§ **Task to complete**: Repeat the material starting at the line containing "thumb so a suction gripper can reach it." and ending after the line containing "288,93 -> 358,121", swapping "suction gripper" for "vacuum gripper" and leaving everything else unchanged.

[Entries from an annotation dataset]
_____
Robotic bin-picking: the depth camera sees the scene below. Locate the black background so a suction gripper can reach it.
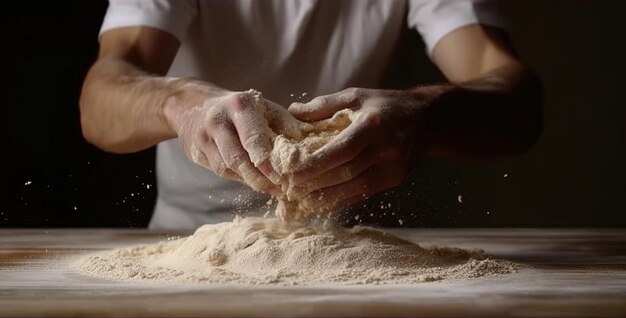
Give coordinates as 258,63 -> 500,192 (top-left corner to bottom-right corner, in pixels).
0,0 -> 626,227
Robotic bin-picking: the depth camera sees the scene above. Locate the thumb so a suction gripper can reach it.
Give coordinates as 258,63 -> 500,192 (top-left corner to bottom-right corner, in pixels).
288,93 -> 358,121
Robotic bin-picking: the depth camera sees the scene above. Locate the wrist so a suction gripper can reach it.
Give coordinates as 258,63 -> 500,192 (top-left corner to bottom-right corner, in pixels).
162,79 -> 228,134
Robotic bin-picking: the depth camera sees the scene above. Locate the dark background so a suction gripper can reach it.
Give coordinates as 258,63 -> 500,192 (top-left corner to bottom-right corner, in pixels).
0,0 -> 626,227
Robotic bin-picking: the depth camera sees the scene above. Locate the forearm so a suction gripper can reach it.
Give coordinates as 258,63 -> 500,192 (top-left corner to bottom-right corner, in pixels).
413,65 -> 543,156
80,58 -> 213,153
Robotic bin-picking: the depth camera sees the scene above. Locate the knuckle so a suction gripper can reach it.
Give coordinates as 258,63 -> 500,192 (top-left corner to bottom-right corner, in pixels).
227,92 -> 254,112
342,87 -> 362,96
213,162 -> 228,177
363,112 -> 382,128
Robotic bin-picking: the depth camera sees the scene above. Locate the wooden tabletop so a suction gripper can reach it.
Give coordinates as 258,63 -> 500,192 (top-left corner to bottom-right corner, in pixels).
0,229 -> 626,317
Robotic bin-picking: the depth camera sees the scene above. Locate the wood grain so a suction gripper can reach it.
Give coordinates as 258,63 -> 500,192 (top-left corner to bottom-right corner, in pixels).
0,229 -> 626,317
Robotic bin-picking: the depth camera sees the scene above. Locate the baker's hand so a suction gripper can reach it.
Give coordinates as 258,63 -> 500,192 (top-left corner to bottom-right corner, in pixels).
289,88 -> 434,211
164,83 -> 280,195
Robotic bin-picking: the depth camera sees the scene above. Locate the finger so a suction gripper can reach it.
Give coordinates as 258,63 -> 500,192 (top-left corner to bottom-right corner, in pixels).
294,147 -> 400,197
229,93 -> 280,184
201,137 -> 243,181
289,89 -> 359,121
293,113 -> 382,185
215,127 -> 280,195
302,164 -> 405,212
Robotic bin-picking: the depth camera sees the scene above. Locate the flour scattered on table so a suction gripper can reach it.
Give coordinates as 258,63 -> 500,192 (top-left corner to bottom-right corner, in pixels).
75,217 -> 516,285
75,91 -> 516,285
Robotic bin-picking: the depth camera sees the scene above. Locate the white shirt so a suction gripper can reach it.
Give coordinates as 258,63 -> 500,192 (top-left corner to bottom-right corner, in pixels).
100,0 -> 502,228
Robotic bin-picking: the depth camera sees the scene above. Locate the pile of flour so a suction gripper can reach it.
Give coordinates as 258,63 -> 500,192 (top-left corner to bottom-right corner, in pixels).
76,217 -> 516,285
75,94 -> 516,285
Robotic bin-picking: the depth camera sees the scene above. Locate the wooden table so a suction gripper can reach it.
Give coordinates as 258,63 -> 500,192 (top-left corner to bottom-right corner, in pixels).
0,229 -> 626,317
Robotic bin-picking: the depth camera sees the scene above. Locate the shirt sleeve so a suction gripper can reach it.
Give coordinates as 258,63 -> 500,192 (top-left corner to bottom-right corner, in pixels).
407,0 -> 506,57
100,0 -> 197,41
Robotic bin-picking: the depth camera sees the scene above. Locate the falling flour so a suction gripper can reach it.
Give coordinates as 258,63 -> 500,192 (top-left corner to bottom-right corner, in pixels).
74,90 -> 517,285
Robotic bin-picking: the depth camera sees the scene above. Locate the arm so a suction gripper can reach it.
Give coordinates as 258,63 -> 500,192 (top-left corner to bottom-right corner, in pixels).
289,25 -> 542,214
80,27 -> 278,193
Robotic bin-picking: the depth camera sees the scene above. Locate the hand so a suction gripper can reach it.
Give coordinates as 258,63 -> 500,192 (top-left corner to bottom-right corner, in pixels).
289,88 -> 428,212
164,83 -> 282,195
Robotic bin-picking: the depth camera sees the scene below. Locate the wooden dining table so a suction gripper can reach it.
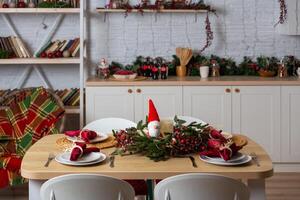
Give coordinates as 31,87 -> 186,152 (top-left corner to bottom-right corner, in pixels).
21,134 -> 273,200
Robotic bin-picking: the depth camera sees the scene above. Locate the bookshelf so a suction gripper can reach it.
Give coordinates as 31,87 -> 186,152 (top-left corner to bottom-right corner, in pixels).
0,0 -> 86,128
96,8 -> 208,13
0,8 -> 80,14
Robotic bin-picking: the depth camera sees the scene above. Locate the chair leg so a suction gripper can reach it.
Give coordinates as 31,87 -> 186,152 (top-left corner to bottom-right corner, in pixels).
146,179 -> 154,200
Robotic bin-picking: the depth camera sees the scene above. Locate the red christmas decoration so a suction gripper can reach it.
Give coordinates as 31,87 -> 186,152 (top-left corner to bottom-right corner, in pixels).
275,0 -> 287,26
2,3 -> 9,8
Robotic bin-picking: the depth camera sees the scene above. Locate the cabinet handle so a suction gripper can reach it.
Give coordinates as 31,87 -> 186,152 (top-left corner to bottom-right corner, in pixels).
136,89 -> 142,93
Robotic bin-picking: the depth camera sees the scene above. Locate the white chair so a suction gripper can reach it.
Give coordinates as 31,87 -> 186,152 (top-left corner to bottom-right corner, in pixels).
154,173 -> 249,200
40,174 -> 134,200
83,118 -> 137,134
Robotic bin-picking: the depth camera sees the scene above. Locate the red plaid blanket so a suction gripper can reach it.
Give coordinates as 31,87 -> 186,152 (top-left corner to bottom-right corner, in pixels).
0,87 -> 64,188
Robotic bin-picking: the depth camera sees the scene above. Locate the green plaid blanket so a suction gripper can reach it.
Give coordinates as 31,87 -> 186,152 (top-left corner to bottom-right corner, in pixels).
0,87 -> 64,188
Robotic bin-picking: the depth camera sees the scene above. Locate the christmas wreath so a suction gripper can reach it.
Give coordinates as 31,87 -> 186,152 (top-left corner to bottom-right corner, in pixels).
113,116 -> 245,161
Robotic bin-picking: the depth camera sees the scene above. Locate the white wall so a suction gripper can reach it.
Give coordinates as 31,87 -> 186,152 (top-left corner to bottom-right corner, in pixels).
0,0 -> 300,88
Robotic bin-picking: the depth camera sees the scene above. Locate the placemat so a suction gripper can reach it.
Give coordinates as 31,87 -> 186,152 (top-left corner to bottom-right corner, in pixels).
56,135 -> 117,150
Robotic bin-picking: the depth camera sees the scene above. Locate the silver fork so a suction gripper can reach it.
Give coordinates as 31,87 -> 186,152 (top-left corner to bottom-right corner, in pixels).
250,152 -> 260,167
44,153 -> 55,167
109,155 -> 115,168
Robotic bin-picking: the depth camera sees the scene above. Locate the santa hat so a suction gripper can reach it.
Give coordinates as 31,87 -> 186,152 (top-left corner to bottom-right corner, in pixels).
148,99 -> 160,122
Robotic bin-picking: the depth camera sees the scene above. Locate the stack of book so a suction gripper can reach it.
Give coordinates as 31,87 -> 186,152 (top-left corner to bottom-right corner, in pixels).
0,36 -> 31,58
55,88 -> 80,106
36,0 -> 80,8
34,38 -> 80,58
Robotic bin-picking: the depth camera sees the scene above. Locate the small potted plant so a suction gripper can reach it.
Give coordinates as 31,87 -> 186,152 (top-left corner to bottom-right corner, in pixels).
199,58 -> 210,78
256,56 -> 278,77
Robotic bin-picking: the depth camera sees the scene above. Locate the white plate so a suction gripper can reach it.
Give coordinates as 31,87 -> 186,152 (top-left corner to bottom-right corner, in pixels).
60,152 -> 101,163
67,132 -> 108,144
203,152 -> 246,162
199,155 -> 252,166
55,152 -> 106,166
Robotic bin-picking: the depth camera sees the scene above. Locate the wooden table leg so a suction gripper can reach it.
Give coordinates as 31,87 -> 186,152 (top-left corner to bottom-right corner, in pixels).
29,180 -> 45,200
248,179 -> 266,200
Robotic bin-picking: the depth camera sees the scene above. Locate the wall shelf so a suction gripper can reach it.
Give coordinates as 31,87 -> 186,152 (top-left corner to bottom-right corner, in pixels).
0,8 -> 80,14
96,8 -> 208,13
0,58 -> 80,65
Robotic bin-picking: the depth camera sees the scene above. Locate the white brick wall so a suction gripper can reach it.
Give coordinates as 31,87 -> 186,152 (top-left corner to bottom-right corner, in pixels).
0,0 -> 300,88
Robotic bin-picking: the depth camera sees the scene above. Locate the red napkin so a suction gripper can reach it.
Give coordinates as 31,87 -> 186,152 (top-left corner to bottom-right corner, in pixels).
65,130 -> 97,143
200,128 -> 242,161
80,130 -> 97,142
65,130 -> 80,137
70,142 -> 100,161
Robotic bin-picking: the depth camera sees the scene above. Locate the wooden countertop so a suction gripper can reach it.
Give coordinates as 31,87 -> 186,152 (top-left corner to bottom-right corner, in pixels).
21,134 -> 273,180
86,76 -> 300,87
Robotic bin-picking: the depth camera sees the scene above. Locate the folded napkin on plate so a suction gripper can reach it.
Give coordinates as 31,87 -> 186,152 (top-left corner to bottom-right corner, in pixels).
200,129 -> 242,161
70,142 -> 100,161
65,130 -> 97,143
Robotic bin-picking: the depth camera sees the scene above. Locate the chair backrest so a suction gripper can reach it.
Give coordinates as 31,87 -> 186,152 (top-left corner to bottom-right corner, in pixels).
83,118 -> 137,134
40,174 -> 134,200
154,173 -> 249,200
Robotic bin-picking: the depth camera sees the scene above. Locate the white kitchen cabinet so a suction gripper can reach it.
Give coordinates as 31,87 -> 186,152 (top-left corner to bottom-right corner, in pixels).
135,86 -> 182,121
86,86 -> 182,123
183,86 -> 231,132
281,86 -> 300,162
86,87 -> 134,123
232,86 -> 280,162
_____
§ **Answer below**:
Robotic bin-picking: the depth camera sees the scene above. Locate the thumb so a vacuum gripper can reach it.
Give coordinates as 258,63 -> 500,192 (top-left corner to bottom-right corner, in pixels).
288,93 -> 358,121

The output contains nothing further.